╭─ Records provided

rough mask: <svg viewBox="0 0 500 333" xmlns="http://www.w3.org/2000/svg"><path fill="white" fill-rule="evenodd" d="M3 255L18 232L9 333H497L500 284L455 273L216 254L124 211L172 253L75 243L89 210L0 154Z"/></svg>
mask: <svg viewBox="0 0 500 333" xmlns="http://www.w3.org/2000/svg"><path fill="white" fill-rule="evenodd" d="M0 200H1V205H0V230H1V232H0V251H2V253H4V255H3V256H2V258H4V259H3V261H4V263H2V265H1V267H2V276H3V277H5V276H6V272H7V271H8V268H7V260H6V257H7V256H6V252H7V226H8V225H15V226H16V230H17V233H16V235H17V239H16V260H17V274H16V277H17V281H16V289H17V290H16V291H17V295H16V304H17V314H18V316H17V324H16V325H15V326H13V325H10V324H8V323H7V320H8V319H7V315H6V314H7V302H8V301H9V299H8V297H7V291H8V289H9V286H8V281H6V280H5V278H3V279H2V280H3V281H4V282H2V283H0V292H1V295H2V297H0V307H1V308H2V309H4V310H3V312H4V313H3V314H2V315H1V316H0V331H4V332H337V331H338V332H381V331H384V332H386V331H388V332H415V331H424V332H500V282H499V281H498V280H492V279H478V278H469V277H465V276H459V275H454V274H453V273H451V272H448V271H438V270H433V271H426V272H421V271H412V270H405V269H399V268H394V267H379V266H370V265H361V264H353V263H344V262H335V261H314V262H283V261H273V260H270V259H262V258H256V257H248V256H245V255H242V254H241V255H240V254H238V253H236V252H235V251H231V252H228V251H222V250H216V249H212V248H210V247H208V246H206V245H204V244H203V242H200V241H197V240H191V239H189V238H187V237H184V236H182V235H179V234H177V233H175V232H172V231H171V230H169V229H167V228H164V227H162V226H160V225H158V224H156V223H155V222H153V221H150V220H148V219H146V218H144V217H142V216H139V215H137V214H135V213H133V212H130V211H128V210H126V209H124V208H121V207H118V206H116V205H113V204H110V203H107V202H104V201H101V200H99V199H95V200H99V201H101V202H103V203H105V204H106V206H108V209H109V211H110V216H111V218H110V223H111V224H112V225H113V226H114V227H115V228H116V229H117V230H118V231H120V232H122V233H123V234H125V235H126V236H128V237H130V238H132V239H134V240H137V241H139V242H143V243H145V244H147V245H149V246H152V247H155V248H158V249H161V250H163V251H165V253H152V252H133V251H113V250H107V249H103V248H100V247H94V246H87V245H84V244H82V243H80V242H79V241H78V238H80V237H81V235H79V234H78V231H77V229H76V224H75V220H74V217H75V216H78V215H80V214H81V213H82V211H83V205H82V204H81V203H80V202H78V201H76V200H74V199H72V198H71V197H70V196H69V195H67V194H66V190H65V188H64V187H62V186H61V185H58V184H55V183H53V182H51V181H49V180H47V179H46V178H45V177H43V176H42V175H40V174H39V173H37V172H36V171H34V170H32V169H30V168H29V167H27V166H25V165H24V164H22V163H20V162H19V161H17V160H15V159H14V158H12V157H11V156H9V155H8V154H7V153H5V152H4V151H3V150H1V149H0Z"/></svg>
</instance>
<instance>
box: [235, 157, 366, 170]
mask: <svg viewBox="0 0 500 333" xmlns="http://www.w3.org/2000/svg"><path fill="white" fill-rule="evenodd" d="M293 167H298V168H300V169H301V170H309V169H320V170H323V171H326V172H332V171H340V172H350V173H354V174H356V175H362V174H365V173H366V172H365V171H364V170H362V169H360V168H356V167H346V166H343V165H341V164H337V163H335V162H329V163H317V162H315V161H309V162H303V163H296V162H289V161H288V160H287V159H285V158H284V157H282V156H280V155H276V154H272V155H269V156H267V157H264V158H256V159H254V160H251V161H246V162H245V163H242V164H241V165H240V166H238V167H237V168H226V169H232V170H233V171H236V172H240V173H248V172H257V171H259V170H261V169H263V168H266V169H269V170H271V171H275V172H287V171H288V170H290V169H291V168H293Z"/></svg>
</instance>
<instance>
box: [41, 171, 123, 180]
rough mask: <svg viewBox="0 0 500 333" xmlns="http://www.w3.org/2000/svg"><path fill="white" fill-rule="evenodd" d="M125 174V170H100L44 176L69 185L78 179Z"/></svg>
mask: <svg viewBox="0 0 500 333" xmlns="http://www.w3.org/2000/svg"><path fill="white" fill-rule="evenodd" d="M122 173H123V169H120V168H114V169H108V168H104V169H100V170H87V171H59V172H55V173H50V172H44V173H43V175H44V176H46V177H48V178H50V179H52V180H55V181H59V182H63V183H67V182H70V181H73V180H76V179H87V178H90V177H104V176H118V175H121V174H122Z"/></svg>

╰─

* Your instructions: Give back the entire listing verbatim.

* Completed exercise:
rough mask: <svg viewBox="0 0 500 333" xmlns="http://www.w3.org/2000/svg"><path fill="white" fill-rule="evenodd" d="M3 255L18 232L9 333H497L500 284L455 273L216 254L124 211L172 253L75 243L89 210L0 154Z"/></svg>
mask: <svg viewBox="0 0 500 333" xmlns="http://www.w3.org/2000/svg"><path fill="white" fill-rule="evenodd" d="M0 200H1V205H0V230H1V232H0V251H2V253H4V255H3V256H2V258H4V259H3V261H4V263H2V265H1V267H2V276H3V277H5V276H6V272H7V271H8V268H7V260H6V257H7V256H6V252H7V226H8V225H15V226H16V230H17V233H16V235H17V239H16V260H17V274H16V277H17V281H16V289H17V290H16V291H17V295H16V304H17V314H18V316H17V324H16V325H15V326H13V325H10V324H8V323H7V320H8V319H7V315H6V314H7V302H8V301H9V299H8V297H7V291H8V289H9V286H8V281H6V280H5V278H3V279H2V280H3V281H4V282H2V283H0V292H1V295H2V297H0V307H1V308H2V309H4V310H3V312H4V313H3V314H2V315H1V316H0V331H4V332H337V331H338V332H381V331H384V332H386V331H388V332H415V331H424V332H500V282H499V281H498V280H492V279H478V278H469V277H465V276H459V275H454V274H453V273H451V272H448V271H438V270H433V271H426V272H421V271H412V270H405V269H399V268H394V267H379V266H370V265H361V264H353V263H344V262H335V261H314V262H283V261H273V260H270V259H262V258H256V257H248V256H245V255H242V254H241V255H240V254H238V253H236V252H235V251H231V252H228V251H222V250H216V249H212V248H210V247H208V246H206V245H204V244H203V242H200V241H197V240H191V239H189V238H187V237H184V236H182V235H179V234H177V233H175V232H172V231H171V230H169V229H167V228H164V227H162V226H160V225H158V224H156V223H155V222H153V221H150V220H148V219H146V218H144V217H142V216H139V215H137V214H135V213H133V212H130V211H128V210H126V209H124V208H121V207H118V206H116V205H113V204H110V203H107V202H104V201H101V200H99V199H95V200H99V201H101V202H103V203H105V204H106V206H108V209H109V211H110V216H111V218H110V223H111V224H112V225H113V226H114V227H115V228H116V229H117V230H118V231H120V232H122V233H123V234H125V235H126V236H128V237H130V238H132V239H134V240H137V241H139V242H143V243H145V244H147V245H149V246H152V247H155V248H158V249H161V250H163V251H165V253H152V252H133V251H113V250H107V249H103V248H100V247H94V246H87V245H84V244H82V243H80V242H79V241H78V238H80V237H81V235H79V234H78V231H77V229H76V224H75V220H74V217H75V216H78V215H80V214H81V213H82V211H83V205H82V204H81V203H80V202H78V201H76V200H74V199H72V198H71V197H70V196H69V195H67V194H66V190H65V188H64V187H62V186H61V185H58V184H55V183H53V182H51V181H49V180H47V179H46V178H45V177H43V176H42V175H40V174H39V173H37V172H36V171H34V170H32V169H30V168H29V167H27V166H25V165H24V164H22V163H20V162H19V161H17V160H15V159H14V158H12V157H11V156H9V155H8V154H7V153H5V152H4V151H3V150H1V149H0Z"/></svg>
</instance>
<instance>
box: [235, 157, 366, 170]
mask: <svg viewBox="0 0 500 333" xmlns="http://www.w3.org/2000/svg"><path fill="white" fill-rule="evenodd" d="M293 167H298V168H300V169H301V170H309V169H320V170H323V171H326V172H332V171H340V172H350V173H354V174H356V175H362V174H365V173H366V172H365V171H364V170H362V169H360V168H356V167H346V166H343V165H341V164H337V163H335V162H329V163H317V162H315V161H309V162H303V163H296V162H289V161H288V160H287V159H285V158H284V157H282V156H280V155H276V154H272V155H269V156H267V157H264V158H256V159H254V160H251V161H246V162H245V163H242V164H241V165H240V166H238V167H237V168H226V169H232V170H233V171H236V172H240V173H248V172H257V171H259V170H261V169H263V168H266V169H269V170H271V171H275V172H287V171H288V170H290V169H291V168H293Z"/></svg>
</instance>
<instance>
box: [41, 171, 123, 180]
rough mask: <svg viewBox="0 0 500 333" xmlns="http://www.w3.org/2000/svg"><path fill="white" fill-rule="evenodd" d="M125 174V170H100L44 176L69 185L78 179Z"/></svg>
mask: <svg viewBox="0 0 500 333" xmlns="http://www.w3.org/2000/svg"><path fill="white" fill-rule="evenodd" d="M122 173H123V169H120V168H114V169H108V168H104V169H100V170H87V171H59V172H55V173H50V172H44V173H43V175H44V176H46V177H48V178H50V179H52V180H55V181H59V182H63V183H67V182H70V181H73V180H76V179H87V178H90V177H104V176H118V175H121V174H122Z"/></svg>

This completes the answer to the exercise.